Could you output, exactly and with nothing else, every line from the one that contains "Would you be able to point at the recolorado" through the last line of the listing below?
══ Provided information ══
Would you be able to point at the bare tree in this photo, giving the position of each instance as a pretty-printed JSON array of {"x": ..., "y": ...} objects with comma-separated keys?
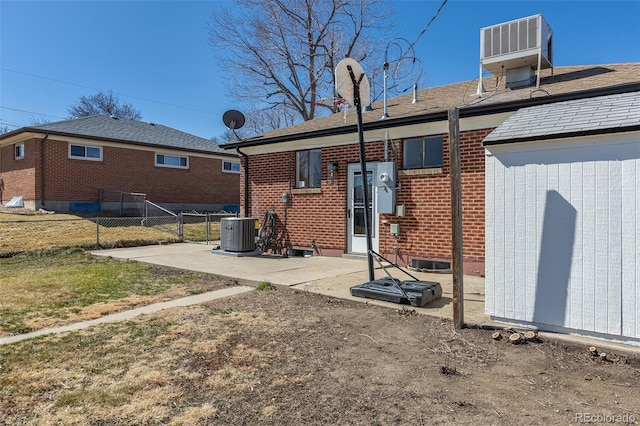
[
  {"x": 103, "y": 104},
  {"x": 281, "y": 54},
  {"x": 37, "y": 121}
]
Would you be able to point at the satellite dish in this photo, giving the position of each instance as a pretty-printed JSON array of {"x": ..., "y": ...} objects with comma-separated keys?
[
  {"x": 233, "y": 119},
  {"x": 345, "y": 85}
]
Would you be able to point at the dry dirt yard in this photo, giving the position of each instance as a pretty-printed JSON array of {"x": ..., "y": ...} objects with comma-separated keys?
[{"x": 285, "y": 357}]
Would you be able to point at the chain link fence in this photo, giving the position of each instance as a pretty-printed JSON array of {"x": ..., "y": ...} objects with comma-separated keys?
[{"x": 39, "y": 232}]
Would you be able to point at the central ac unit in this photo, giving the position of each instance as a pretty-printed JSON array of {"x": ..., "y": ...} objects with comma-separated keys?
[{"x": 237, "y": 234}]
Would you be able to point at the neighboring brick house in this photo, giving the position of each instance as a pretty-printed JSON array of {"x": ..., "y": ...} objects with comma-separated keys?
[
  {"x": 67, "y": 165},
  {"x": 322, "y": 213}
]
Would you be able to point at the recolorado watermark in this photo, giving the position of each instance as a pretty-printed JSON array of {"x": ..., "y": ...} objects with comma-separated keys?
[{"x": 604, "y": 418}]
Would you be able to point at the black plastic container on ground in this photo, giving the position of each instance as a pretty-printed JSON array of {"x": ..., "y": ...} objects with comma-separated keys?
[{"x": 415, "y": 293}]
═══
**Written reply**
Would you be able to point at the recolorado watermark in this photo, giving the position of each instance as a pretty-printed JSON array of {"x": ..., "y": ...} objects with comma-separated keys?
[{"x": 604, "y": 418}]
Would you be able to point at the black plastic container on ground in this photo, giving the position of each instance as a pretty-printed JSON array of {"x": ..., "y": ...} objects with comma-separated keys?
[{"x": 415, "y": 293}]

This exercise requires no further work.